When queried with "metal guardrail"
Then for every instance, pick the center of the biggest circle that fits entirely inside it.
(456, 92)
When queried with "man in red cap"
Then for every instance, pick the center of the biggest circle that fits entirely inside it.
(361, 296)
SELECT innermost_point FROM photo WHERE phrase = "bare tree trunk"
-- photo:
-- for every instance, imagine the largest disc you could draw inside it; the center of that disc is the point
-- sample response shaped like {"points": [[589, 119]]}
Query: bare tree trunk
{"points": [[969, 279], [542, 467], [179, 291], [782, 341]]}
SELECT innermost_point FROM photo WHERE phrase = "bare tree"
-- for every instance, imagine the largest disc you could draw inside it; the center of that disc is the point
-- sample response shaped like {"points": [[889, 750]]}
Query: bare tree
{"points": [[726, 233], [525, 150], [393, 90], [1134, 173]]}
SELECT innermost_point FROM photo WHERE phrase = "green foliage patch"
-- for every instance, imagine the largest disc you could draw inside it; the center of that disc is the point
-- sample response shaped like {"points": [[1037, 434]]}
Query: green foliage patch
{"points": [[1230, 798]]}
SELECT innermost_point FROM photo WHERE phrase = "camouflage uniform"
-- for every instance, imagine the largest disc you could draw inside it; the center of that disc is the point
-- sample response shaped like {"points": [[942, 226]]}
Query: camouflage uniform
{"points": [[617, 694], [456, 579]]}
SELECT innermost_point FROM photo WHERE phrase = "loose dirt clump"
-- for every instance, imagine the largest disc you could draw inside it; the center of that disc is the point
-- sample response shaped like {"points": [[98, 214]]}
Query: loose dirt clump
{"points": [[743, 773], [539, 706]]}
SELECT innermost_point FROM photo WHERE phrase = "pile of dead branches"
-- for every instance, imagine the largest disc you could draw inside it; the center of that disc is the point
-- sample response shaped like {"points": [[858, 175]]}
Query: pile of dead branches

Task details:
Return each line in the rows above that contains the word "green".

Solution to this exercise:
SELECT innermost_point FROM photo WHERE phrase = "green foliage patch"
Query: green foliage patch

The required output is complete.